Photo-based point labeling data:
++++++++++
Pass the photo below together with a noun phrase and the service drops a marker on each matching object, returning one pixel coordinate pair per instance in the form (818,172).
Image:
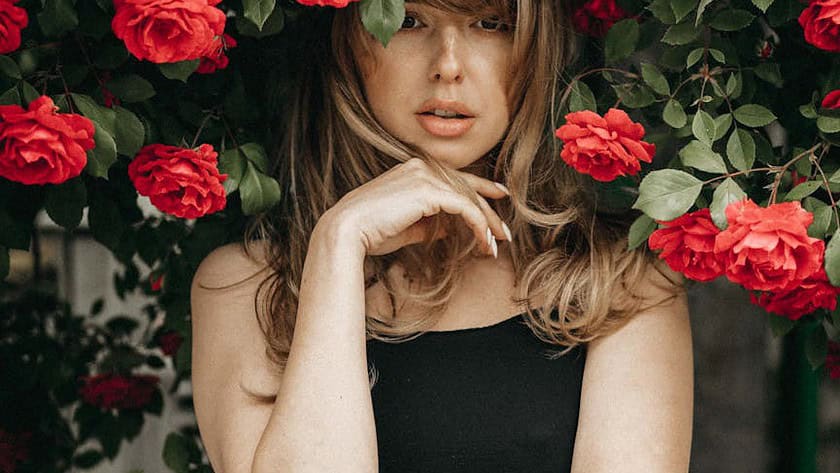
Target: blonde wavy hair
(565,250)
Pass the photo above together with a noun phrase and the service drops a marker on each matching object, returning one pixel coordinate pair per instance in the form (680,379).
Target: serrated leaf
(667,193)
(740,149)
(621,40)
(640,230)
(382,18)
(654,78)
(674,115)
(700,156)
(753,115)
(727,192)
(703,127)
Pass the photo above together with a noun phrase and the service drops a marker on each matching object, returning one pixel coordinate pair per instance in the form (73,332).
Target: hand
(392,210)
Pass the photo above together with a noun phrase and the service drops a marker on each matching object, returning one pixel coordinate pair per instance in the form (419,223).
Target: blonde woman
(437,291)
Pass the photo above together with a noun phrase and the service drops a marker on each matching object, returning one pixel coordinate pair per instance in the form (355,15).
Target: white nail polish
(507,231)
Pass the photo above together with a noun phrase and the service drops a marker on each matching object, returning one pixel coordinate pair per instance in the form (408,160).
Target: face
(446,62)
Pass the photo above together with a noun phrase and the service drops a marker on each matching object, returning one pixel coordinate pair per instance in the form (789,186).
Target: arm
(637,400)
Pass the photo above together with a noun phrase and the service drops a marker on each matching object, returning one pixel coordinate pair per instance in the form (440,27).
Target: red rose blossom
(595,17)
(40,146)
(605,147)
(821,22)
(164,31)
(688,244)
(812,294)
(832,360)
(768,249)
(170,342)
(12,19)
(179,181)
(114,391)
(831,99)
(327,3)
(216,58)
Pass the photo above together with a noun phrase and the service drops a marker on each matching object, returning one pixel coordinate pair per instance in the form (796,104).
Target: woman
(422,292)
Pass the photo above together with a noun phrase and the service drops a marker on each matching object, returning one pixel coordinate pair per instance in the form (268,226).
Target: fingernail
(507,231)
(502,187)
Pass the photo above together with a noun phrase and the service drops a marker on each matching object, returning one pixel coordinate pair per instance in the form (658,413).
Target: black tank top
(484,399)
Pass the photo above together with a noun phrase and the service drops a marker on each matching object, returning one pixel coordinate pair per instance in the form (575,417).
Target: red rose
(812,294)
(40,146)
(688,244)
(12,20)
(327,3)
(821,22)
(216,59)
(165,31)
(179,181)
(596,17)
(832,360)
(831,99)
(605,147)
(170,342)
(768,249)
(114,391)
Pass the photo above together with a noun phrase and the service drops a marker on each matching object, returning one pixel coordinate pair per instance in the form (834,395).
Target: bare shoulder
(636,409)
(229,356)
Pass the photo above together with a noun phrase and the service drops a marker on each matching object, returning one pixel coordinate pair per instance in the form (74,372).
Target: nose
(447,65)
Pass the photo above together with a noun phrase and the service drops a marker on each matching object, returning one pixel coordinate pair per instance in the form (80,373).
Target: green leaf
(131,88)
(667,193)
(682,33)
(832,259)
(703,127)
(621,40)
(258,11)
(762,5)
(753,115)
(57,18)
(700,156)
(655,79)
(382,18)
(103,155)
(674,115)
(257,191)
(129,132)
(581,97)
(180,70)
(727,192)
(9,67)
(802,190)
(740,149)
(640,230)
(731,19)
(65,202)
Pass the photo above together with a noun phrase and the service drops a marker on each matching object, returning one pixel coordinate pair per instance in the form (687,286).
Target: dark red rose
(605,147)
(114,391)
(14,449)
(813,293)
(40,146)
(164,31)
(170,342)
(821,22)
(688,244)
(832,360)
(12,20)
(831,99)
(595,17)
(216,59)
(179,181)
(768,249)
(327,3)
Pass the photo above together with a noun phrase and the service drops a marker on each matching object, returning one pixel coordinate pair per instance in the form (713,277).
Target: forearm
(323,416)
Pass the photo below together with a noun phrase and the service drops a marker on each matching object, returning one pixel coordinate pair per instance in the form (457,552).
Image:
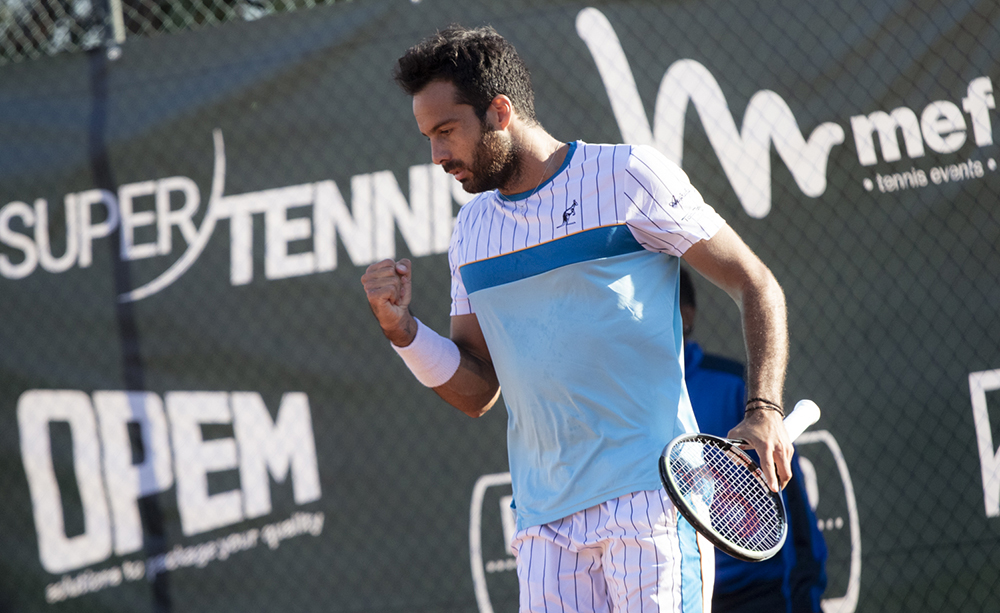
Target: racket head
(719,489)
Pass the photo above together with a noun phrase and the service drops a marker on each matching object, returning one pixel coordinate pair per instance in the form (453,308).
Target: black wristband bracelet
(763,403)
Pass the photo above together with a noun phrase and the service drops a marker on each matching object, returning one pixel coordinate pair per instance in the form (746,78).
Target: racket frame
(697,520)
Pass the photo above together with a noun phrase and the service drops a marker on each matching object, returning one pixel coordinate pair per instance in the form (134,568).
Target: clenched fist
(388,285)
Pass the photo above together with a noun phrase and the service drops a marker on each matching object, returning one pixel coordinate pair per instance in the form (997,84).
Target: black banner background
(892,293)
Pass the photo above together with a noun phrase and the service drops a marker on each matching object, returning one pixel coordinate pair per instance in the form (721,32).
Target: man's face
(478,156)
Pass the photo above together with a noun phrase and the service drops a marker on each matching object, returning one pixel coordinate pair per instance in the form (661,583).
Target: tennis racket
(720,490)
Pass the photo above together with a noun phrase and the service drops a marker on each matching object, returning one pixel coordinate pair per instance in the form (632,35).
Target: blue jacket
(718,395)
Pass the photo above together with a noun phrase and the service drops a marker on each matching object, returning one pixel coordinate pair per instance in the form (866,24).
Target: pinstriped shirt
(574,285)
(597,185)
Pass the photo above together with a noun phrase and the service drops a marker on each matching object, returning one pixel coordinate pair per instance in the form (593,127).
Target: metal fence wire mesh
(199,413)
(35,28)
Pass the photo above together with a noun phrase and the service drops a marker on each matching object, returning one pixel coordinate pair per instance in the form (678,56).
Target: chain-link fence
(198,412)
(36,28)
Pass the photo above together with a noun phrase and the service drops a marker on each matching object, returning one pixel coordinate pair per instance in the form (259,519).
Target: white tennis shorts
(627,555)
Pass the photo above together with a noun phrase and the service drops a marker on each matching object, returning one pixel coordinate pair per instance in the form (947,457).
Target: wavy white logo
(745,155)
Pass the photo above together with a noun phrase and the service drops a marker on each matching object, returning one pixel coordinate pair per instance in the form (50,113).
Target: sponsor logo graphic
(568,214)
(129,445)
(294,244)
(989,458)
(745,154)
(491,530)
(831,495)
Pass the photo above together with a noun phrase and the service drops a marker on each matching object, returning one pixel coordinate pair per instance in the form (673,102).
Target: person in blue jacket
(792,581)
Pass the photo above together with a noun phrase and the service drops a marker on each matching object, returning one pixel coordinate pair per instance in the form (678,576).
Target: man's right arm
(473,388)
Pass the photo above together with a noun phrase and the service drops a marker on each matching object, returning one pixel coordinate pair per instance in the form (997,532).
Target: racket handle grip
(805,414)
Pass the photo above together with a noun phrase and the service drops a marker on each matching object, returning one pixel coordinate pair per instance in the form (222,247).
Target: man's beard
(496,162)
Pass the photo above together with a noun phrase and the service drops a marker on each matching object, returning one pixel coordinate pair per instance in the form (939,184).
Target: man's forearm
(474,387)
(765,328)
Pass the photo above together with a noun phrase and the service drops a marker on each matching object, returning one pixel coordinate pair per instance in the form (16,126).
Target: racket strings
(727,494)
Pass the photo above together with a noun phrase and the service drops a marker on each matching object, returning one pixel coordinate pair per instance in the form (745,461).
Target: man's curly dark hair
(479,62)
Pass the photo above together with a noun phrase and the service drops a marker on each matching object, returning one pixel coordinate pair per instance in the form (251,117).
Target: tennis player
(564,294)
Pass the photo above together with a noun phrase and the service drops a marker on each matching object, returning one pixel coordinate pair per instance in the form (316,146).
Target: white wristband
(431,357)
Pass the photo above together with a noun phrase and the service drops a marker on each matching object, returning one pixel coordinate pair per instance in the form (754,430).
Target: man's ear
(500,112)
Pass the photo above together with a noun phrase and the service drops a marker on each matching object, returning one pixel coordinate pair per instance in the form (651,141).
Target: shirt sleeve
(665,213)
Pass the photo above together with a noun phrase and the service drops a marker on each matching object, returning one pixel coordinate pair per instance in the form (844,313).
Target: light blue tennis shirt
(575,288)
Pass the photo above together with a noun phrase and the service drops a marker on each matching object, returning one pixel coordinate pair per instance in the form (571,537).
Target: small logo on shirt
(567,214)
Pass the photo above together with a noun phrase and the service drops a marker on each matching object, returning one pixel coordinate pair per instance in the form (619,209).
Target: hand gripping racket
(722,493)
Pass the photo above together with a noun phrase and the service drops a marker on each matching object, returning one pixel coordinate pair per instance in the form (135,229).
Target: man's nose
(439,153)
++++++++++
Return, word for word, every line from the line with "the form (844,313)." to the final line of the data.

Expected answer:
Pass the photo above together with a noun phrase and the service drops a marker on each matching object, returning one pixel coordinate pair per instance in the form (844,313).
Target: light blue tennis shirt
(575,288)
Pass the photo above together with a noun phrase and the service drops a marker on each matching object, returning one pixel coordinate pair per instance in the form (571,537).
Target: small logo on shirt
(567,214)
Pass the photo above together with a noun phrase and the service drops a marker on each matching object, returning one pixel coordinate pair per instance in the form (619,209).
Target: hand gripping racket
(722,493)
Pass the photo above together with a noun phrase and the service drops a marker on each matching object, returning one pixel coordinate pair per instance in the form (135,229).
Target: man's nose
(439,153)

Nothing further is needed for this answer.